_Your task_.
Count the rows below that include the string "hand". Reply with only that number.

Start of Supplied records

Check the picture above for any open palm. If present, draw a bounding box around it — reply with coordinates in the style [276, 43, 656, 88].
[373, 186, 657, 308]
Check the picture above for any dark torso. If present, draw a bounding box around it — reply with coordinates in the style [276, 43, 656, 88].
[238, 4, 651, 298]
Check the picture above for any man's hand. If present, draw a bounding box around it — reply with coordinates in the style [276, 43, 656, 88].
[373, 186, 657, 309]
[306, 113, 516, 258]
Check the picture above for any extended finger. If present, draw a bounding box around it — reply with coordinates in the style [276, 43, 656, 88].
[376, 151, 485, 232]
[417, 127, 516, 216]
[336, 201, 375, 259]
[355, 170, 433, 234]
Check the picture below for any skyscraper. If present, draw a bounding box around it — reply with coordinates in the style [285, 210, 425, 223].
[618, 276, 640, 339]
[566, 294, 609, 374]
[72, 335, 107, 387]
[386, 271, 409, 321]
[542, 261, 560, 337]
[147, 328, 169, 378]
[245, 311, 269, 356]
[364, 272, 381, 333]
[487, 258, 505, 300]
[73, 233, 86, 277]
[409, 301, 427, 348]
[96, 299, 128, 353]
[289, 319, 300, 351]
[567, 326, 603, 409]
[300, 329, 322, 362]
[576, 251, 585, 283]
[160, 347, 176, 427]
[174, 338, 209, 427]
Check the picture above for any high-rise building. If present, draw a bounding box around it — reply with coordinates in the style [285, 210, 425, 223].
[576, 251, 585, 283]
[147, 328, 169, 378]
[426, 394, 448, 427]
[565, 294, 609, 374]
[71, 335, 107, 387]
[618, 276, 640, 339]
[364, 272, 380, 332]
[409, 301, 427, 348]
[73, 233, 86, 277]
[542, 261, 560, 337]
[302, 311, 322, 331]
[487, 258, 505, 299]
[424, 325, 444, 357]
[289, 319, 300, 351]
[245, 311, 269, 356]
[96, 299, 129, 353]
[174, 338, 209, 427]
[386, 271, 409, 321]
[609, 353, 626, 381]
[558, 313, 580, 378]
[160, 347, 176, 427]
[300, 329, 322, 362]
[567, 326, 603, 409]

End of Supplied records

_Output for this task_.
1